→ **Task 1**
Rewrite everything in the RSS discussion from "- a particular" down to "RSS feed managable.", putting "woodworking" in place of "power tools".
→ **Task 2**
According to the RSS discussion, why can't a client-side RSS reader filter YouTube's suggested and related videos? Answer in one to three sentences.
→ **Task 3**
Answer these questions from the RSS discussion:
(a) In the "explore-vs-exploit" framework, which phase is RSS used for?
(b) What did people used to post to their personal blogs to describe the feeds they followed?
(c) What could a client build if there were a well-known URL convention for publishing OPML files?

Comment by jasode

Comment by jasode 6 hours ago

4 replies

>RSS is just a protocol. You could make a reader now with any algorithm you want that displays feeds.

Your proposal to filter on the client side where the RSS reader runs can't do what the gp wants: algorithmic suggestions on the _server_ side.

The issue of an AI algorithm applied to client-side-RSS is it's limited to the closed set items of the particular feed(s) that RSS happened to download of whatever websites the user pre-defined in the white-list.

Example of inherent client-side limitation would be how Youtube works:

- a particular Youtube channel about power tools : can use RSS to get a feed of that channel. Then use further customized client filtering (local AI LLM) to ignore any videos that talk about politics instead of tools.

- the Youtube algorithm of suggested and related videos to discover unknown channels or topics : RSS can't subscribe to this so there's no ability to filter on the client side. Either Youtube itself would have to offer a "Suggested Videos as RSS feed" -- which it doesn't -- or -- a 3rd party SaaS website has to constantly scrape millions of Youtube videos and then offer it as a RSS feed. That's not realistic as Google would ban that 3rd-party scraper but let's pretend it was allowed... getting millions of XML records to filter it client-side to throw away 99% of it is not ideal. So you're still back to filtering it on the server side to make the RSS feed managable.

In the "explore-vs-exploit" framework, the "explore" phase is more efficiently accomplished with server-side algorithms. The "exploit" phase is where RSS can be used.

- "explore" : use https://youtube.com and its server-side algorithms to navigate billions of videos to find new topics and content creators. Then add interesting channel to RSS whitelist.

- "exploit" : use RSS to get updates of a particular channel

EvanAnderson 7 minutes ago

> Example of inherent client-side limitation would be how Youtube works: > ...

I thought about this problem a long time ago but never did anything substantive with it. I guess I'll articulate it here, off-the-cuff:

People used to post a "blogroll" (and sometimes an OPML file) to their personal blogs describing feeds they followed. That was one way to do decentralized recommendations, albeit manually since there was no well-known URL convention for publishing OPML files. If there was a well-known URL convention for publishing OPML files a client could build a recommendation graph. That would be neat but would only provide feed-level recommendation. Article-level recommendation would be cooler.

One of the various federated/decentralized/whatever-Bluesky-is "modern" re-implementations of Twitter/NNTP could be used to drive article-level recommendations. I could see my feed reader emitting machine-readable recommendation messages based on ratings I give while browsing articles. I would consume these recommendations from others, and then could have lots of fun weighting recommendations based on social graph, algorithmic summary of the article body, etc.

→ **Data section**
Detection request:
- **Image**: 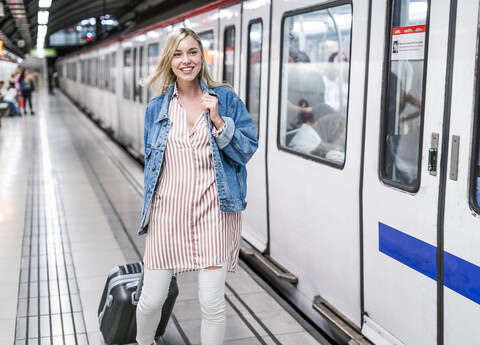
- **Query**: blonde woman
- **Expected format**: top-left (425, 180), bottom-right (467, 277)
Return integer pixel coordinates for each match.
top-left (137, 28), bottom-right (258, 345)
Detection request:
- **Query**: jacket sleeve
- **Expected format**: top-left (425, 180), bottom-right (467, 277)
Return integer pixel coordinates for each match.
top-left (143, 102), bottom-right (152, 156)
top-left (215, 97), bottom-right (258, 165)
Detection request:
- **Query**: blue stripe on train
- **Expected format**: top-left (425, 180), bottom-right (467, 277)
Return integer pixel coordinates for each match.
top-left (378, 222), bottom-right (480, 304)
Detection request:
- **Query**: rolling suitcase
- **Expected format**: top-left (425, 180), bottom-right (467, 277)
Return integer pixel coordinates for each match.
top-left (98, 262), bottom-right (178, 344)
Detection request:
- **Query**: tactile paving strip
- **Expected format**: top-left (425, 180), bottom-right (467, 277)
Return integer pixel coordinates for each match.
top-left (15, 122), bottom-right (88, 345)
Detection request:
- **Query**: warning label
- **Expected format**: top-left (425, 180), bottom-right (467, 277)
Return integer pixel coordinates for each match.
top-left (391, 25), bottom-right (426, 60)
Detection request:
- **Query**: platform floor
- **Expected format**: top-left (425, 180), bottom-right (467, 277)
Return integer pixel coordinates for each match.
top-left (0, 90), bottom-right (328, 345)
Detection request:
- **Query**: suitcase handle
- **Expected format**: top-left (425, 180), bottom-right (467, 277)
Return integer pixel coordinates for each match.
top-left (132, 271), bottom-right (143, 305)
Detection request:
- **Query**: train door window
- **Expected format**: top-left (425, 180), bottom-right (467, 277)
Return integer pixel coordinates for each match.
top-left (87, 59), bottom-right (92, 86)
top-left (97, 55), bottom-right (105, 90)
top-left (278, 4), bottom-right (352, 167)
top-left (246, 20), bottom-right (263, 138)
top-left (105, 54), bottom-right (110, 91)
top-left (132, 48), bottom-right (138, 102)
top-left (139, 46), bottom-right (143, 103)
top-left (380, 0), bottom-right (428, 192)
top-left (110, 53), bottom-right (117, 93)
top-left (222, 26), bottom-right (235, 86)
top-left (93, 57), bottom-right (101, 87)
top-left (147, 43), bottom-right (160, 100)
top-left (198, 31), bottom-right (215, 75)
top-left (80, 60), bottom-right (85, 84)
top-left (123, 49), bottom-right (132, 99)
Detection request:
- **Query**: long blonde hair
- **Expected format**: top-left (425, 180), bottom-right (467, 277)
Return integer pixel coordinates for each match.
top-left (140, 28), bottom-right (232, 96)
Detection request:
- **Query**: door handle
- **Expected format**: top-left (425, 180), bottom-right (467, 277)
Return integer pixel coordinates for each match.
top-left (428, 133), bottom-right (438, 176)
top-left (450, 135), bottom-right (460, 181)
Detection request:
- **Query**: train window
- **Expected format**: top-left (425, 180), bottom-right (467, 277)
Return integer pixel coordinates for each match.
top-left (93, 57), bottom-right (101, 87)
top-left (87, 59), bottom-right (92, 86)
top-left (147, 43), bottom-right (160, 100)
top-left (198, 31), bottom-right (215, 75)
top-left (110, 53), bottom-right (117, 93)
top-left (380, 0), bottom-right (428, 192)
top-left (105, 54), bottom-right (110, 90)
top-left (123, 49), bottom-right (132, 99)
top-left (80, 60), bottom-right (85, 84)
top-left (278, 4), bottom-right (352, 167)
top-left (222, 26), bottom-right (235, 86)
top-left (132, 48), bottom-right (138, 102)
top-left (139, 47), bottom-right (143, 103)
top-left (246, 20), bottom-right (263, 138)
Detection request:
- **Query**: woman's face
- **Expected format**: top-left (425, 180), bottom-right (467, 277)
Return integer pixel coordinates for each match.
top-left (172, 36), bottom-right (203, 82)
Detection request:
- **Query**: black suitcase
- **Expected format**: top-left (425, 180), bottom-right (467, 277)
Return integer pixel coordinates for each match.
top-left (98, 262), bottom-right (178, 344)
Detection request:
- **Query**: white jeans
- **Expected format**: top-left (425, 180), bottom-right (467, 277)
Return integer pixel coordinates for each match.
top-left (137, 260), bottom-right (228, 345)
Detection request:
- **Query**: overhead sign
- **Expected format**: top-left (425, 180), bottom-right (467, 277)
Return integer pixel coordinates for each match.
top-left (30, 49), bottom-right (57, 58)
top-left (391, 25), bottom-right (426, 60)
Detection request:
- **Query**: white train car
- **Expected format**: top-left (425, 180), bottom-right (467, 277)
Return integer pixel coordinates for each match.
top-left (58, 0), bottom-right (480, 345)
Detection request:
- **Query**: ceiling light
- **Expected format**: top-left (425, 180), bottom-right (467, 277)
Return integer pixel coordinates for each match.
top-left (38, 0), bottom-right (52, 8)
top-left (37, 25), bottom-right (47, 37)
top-left (37, 11), bottom-right (49, 24)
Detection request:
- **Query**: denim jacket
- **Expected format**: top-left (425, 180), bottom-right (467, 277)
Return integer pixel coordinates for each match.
top-left (138, 81), bottom-right (258, 235)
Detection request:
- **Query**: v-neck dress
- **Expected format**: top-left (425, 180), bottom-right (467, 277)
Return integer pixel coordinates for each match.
top-left (144, 90), bottom-right (241, 273)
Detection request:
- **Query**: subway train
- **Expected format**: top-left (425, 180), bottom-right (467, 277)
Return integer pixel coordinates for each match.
top-left (57, 0), bottom-right (480, 345)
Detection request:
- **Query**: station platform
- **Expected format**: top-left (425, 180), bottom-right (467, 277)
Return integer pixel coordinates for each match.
top-left (0, 89), bottom-right (330, 345)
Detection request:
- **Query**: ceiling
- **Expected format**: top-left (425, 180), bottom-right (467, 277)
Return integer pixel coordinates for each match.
top-left (0, 0), bottom-right (198, 58)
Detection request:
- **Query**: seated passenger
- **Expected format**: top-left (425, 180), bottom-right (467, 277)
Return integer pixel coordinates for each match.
top-left (289, 104), bottom-right (333, 153)
top-left (0, 80), bottom-right (20, 116)
top-left (312, 114), bottom-right (346, 163)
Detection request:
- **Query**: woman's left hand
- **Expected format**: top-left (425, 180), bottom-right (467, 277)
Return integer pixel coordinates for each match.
top-left (202, 93), bottom-right (223, 129)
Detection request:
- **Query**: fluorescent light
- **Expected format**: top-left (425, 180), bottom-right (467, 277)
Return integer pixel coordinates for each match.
top-left (38, 0), bottom-right (52, 7)
top-left (37, 11), bottom-right (49, 24)
top-left (37, 25), bottom-right (47, 38)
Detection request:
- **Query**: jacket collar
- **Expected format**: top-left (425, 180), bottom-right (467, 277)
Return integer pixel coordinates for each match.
top-left (155, 79), bottom-right (218, 122)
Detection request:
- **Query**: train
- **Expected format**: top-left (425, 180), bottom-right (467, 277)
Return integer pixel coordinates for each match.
top-left (57, 0), bottom-right (480, 345)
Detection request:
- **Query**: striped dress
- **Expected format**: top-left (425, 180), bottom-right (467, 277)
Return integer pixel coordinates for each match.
top-left (144, 89), bottom-right (241, 273)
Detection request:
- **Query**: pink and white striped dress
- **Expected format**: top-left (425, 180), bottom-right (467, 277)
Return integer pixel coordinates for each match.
top-left (144, 89), bottom-right (242, 273)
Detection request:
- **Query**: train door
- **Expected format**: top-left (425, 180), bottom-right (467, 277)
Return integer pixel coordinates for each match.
top-left (268, 0), bottom-right (368, 327)
top-left (132, 41), bottom-right (146, 157)
top-left (443, 0), bottom-right (480, 344)
top-left (109, 47), bottom-right (121, 139)
top-left (239, 0), bottom-right (270, 252)
top-left (218, 4), bottom-right (242, 94)
top-left (362, 0), bottom-right (457, 345)
top-left (184, 10), bottom-right (222, 80)
top-left (119, 41), bottom-right (138, 154)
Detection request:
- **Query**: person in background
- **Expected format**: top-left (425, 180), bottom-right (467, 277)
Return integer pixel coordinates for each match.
top-left (312, 114), bottom-right (347, 164)
top-left (33, 68), bottom-right (39, 91)
top-left (47, 67), bottom-right (54, 95)
top-left (0, 80), bottom-right (21, 116)
top-left (19, 69), bottom-right (35, 115)
top-left (137, 28), bottom-right (258, 345)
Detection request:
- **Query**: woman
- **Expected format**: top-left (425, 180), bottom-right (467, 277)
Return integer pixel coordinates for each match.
top-left (137, 28), bottom-right (258, 345)
top-left (19, 69), bottom-right (35, 115)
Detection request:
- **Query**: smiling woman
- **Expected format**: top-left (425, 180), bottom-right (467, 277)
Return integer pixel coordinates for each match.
top-left (137, 28), bottom-right (258, 345)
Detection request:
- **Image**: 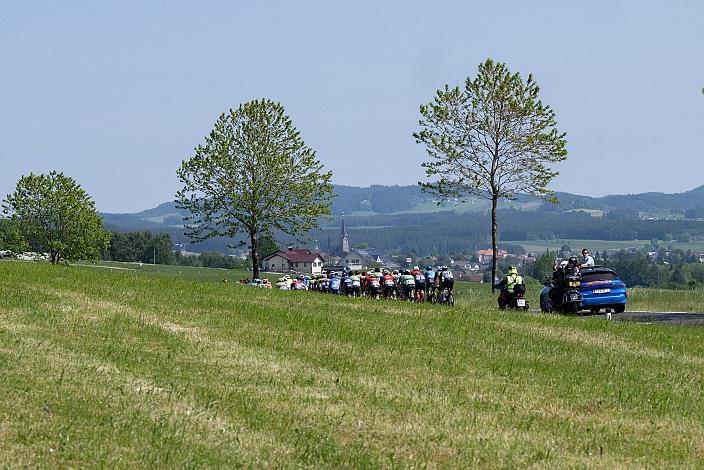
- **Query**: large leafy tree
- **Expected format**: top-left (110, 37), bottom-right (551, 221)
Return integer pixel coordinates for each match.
top-left (176, 99), bottom-right (332, 278)
top-left (413, 59), bottom-right (567, 288)
top-left (3, 171), bottom-right (110, 264)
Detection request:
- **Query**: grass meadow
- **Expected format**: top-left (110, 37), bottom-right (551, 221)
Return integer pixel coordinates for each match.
top-left (0, 262), bottom-right (704, 468)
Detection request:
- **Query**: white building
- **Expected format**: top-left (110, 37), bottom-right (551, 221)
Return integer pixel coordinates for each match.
top-left (262, 248), bottom-right (325, 274)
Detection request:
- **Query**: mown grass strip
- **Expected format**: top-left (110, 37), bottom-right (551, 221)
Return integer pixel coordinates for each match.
top-left (0, 263), bottom-right (704, 467)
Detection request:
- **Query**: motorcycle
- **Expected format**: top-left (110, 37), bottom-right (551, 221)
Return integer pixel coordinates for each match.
top-left (383, 279), bottom-right (398, 300)
top-left (540, 267), bottom-right (582, 315)
top-left (367, 279), bottom-right (381, 300)
top-left (498, 284), bottom-right (530, 311)
top-left (437, 287), bottom-right (455, 306)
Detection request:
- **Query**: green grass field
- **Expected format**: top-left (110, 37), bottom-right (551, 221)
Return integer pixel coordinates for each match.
top-left (0, 262), bottom-right (704, 468)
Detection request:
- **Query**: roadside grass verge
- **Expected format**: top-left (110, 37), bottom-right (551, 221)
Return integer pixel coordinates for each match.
top-left (0, 263), bottom-right (704, 467)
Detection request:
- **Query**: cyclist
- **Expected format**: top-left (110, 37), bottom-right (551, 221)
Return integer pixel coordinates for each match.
top-left (423, 266), bottom-right (435, 301)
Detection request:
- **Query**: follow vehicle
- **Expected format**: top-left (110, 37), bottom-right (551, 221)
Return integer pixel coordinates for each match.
top-left (579, 266), bottom-right (628, 314)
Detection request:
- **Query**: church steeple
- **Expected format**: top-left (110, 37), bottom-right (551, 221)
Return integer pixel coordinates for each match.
top-left (340, 212), bottom-right (350, 256)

→ **Exercise answer 1**
- a particular Youtube channel about woodworking : can use RSS to get a feed of that channel. Then use further customized client filtering (local AI LLM) to ignore any videos that talk about politics instead of tools.

- the Youtube algorithm of suggested and related videos to discover unknown channels or topics : RSS can't subscribe to this so there's no ability to filter on the client side. Either Youtube itself would have to offer a "Suggested Videos as RSS feed" -- which it doesn't -- or -- a 3rd party SaaS website has to constantly scrape millions of Youtube videos and then offer it as a RSS feed. That's not realistic as Google would ban that 3rd-party scraper but let's pretend it was allowed... getting millions of XML records to filter it client-side to throw away 99% of it is not ideal. So you're still back to filtering it on the server side to make the RSS feed managable.

→ **Exercise answer 2**
RSS can't subscribe to YouTube's suggestion algorithm because YouTube doesn't offer suggested videos as an RSS feed. A third-party site that scrapes millions of videos is not realistic because Google would ban it. Even if it were allowed, downloading millions of XML records only to throw away 99% of them on the client side is not ideal.

→ **Exercise answer 3**
(a) The "exploit" phase, which means using RSS to get updates of a particular channel.
(b) A "blogroll," and sometimes an OPML file.
(c) A recommendation graph.